La Sentenza 199/12 della Corte Costituzionale non esclude la privatizzazione dell'acqua




In data 20 luglio da più parti è giunto un coro univoco, un coro che esaltava la grande vittoria dei movimenti, poiché la Corte costituzionale farebbe saltare la privatizzazione dell'acqua e dei servizi pubblici locali.
Un sentimento di euforia che ben comprendo, essendo anche io uno di quelli che ha sostenuto e sostiene il carattere pubblico e di bene comune dell'acqua, però dobbiamo necessariamente ritornare con i piedi per terra.
Già, perché se la sentenza 199 e 200 del 2012 riconosce che il vincolo referendario è stato infranto con l'articolo 4 del d.l. n. 138 del 2011, convertito, con modificazioni, dalla legge n. 148 del 2011  dichiarando la palese violazione dell'articolo 75 della Costituzione, in realtà non si ribadisce il carattere né pubblico né comune dell'acqua, anzi questa sentenza suggerisce al legislatore come fare per intervenire in materia.
Diciamo che è una sentenza dal doppio effetto.
Il primo dal grande impatto mediatico e di riconoscimento apparente della democrazia diretta, riconoscendo il valore del referendum e riconoscendo il diritto all'illusione dei cittadini, dall'altro lato suggerisce, appunto, ai governanti come fare per privatizzare i beni comuni, quindi, l'acqua.
Non è una mia follia interpretativa.
E' tutto scritto nero su bianco, e mi sorprende che questa disposizione sia sfuggita ai più.
Come prima cosa nella sentenza n° 199 si richiama testualmente una vecchia sentenza della Corte la quale afferma che: «la normativa successivamente emanata dal legislatore è pur sempre soggetta all’ordinario sindacato di legittimità costituzionale, e quindi permane comunque la possibilità di un controllo di questa Corte in ordine all’osservanza – da parte del legislatore stesso – dei limiti relativi al dedotto divieto di formale o sostanziale ripristino della normativa abrogata dalla volontà popolare» (sentenza n. 9 del 1997)

» Compiti scritti
1) Riscrivi per favore il brano sulla sentenza 199 da "Già, perché se" a "dal doppio effetto.", sostituendo "palese" con "evidente".
2) Secondo il brano sulla sentenza 199, perché bisogna «ritornare con i piedi per terra» nonostante l'euforia?
3) Rispondi a queste domande sul brano sulla sentenza 199:
(a) In che data è giunto il coro che esaltava la vittoria dei movimenti?
(b) Quale articolo della Costituzione risulta palesemente violato?
(c) Quale vecchia sentenza della Corte viene richiamata testualmente?
Le voci riportate qui provengono da un'altra fonte.

» Materiale fornito
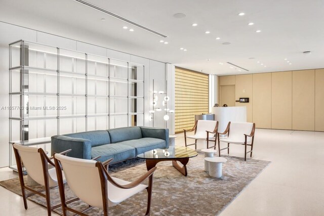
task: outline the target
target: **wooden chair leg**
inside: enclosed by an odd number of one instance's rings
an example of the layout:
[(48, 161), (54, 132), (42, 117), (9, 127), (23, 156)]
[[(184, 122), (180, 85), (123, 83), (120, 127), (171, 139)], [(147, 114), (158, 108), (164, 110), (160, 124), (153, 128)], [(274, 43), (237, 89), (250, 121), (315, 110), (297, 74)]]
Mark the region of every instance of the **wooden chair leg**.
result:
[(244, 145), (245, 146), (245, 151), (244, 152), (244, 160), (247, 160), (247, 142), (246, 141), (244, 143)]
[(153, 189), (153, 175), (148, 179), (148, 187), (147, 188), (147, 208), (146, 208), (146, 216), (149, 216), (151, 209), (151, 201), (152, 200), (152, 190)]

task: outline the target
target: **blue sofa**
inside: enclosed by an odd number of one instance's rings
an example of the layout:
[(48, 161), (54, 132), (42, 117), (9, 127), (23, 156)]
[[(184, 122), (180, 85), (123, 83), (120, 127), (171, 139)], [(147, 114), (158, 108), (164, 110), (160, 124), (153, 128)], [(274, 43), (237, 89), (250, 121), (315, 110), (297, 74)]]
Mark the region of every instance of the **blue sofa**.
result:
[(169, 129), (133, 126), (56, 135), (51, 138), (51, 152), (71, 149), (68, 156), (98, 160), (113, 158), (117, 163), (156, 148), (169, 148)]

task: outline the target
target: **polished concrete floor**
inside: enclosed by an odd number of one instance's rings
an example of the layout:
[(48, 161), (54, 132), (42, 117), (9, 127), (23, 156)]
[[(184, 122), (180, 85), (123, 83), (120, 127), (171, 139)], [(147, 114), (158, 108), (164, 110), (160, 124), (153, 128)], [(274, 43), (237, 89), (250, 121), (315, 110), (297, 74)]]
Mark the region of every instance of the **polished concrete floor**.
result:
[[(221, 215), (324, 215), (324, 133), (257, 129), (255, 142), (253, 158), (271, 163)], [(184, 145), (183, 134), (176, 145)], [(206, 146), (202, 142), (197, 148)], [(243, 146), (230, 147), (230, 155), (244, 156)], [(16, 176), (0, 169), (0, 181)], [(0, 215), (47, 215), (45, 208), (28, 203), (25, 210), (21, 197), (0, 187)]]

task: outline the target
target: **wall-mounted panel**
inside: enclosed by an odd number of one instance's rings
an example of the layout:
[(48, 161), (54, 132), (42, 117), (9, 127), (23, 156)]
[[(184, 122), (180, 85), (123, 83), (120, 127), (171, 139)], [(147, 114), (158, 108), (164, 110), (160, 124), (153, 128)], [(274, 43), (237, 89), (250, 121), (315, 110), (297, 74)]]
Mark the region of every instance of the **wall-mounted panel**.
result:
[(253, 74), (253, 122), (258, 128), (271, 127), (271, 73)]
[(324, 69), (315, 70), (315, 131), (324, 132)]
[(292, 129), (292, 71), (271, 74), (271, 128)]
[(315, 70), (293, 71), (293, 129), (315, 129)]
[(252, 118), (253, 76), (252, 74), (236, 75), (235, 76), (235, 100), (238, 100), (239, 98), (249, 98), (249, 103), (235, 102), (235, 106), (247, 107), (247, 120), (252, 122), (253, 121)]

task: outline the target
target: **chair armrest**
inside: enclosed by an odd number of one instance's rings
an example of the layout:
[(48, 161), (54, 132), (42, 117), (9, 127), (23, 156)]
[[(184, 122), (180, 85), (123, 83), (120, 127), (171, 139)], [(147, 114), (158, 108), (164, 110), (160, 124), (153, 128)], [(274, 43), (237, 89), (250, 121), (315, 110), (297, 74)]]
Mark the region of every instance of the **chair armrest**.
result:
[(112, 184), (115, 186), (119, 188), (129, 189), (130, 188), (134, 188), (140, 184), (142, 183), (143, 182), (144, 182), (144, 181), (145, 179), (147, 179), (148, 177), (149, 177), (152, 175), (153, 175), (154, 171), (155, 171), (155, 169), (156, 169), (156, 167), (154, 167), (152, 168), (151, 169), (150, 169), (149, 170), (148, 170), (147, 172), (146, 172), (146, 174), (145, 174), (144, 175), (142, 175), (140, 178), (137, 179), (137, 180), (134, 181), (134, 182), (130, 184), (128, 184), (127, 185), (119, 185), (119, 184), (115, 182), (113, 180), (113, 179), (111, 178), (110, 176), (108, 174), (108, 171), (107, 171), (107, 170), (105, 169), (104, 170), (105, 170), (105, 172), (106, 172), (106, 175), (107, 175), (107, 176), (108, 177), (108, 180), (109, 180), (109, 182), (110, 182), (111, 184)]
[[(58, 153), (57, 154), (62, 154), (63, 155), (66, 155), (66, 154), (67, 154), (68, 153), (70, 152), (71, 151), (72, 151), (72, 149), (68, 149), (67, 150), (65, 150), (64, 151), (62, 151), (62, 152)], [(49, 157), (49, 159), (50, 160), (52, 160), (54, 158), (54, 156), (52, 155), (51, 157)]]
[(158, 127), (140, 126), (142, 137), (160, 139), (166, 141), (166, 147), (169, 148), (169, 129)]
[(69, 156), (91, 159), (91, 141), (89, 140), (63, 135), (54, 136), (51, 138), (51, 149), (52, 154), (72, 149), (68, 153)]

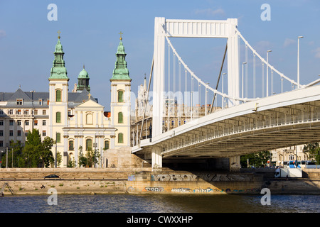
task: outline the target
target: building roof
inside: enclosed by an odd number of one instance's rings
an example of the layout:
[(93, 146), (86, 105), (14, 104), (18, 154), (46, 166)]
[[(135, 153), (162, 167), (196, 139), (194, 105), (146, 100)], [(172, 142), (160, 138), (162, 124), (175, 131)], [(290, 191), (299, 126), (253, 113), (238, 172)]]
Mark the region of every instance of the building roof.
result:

» Risposte per compito
1)
Già, perché se la sentenza 199 e 200 del 2012 riconosce che il vincolo referendario è stato infranto con l'articolo 4 del d.l. n. 138 del 2011, convertito, con modificazioni, dalla legge n. 148 del 2011  dichiarando la evidente violazione dell'articolo 75 della Costituzione, in realtà non si ribadisce il carattere né pubblico né comune dell'acqua, anzi questa sentenza suggerisce al legislatore come fare per intervenire in materia.
Diciamo che è una sentenza dal doppio effetto.

2) La sentenza riconosce che il vincolo referendario è stato infranto dall'articolo 4 del d.l. n. 138 del 2011, ma non ribadisce il carattere pubblico né quello comune dell'acqua. Anzi, suggerisce al legislatore come intervenire in materia.

3)
(a) Il 20 luglio.
(b) L'articolo 75.
(c) La sentenza n. 9 del 1997.